MATERIAL PROVIDED →
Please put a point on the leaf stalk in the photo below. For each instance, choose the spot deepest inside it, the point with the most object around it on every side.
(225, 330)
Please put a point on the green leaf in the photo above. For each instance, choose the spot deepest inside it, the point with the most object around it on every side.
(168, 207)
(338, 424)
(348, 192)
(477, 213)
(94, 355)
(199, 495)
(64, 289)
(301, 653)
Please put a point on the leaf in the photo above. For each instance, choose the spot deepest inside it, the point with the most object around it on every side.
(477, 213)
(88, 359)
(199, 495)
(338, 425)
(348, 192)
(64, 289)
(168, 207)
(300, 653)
==
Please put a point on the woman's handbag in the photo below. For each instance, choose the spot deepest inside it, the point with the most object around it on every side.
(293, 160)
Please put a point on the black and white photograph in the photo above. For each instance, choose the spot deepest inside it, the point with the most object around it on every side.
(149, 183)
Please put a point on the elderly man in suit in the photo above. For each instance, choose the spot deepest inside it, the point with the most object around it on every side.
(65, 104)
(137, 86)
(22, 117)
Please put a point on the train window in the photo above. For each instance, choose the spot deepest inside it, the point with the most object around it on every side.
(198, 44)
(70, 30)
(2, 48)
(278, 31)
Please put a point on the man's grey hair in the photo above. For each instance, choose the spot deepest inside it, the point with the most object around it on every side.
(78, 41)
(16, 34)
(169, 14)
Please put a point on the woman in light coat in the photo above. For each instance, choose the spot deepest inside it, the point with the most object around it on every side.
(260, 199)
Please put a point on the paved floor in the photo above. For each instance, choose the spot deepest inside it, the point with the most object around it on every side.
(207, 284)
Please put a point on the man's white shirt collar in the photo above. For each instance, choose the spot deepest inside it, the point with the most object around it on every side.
* * *
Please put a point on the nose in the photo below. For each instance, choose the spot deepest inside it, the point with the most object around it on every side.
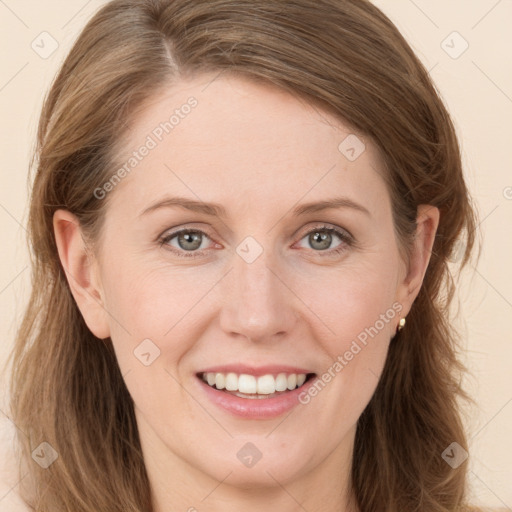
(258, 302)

EXERCISE PROMPT → Rewrite the data from the line containing "Please put a point on the paved" up to and including the line containing "Please put a point on the man's white", changing "paved floor" to "stone floor" and leaving everything else unaltered. Provide only those lines.

RESULT OF THE TASK →
Please put a point on the stone floor in the photo above. For each instance, choose the spot deepest inside it, the point with the most object around it on every side.
(207, 284)
Please put a point on the man's white shirt collar in the photo above. For each instance, choose the spot deepest inside it, the point with the most object around it on every side.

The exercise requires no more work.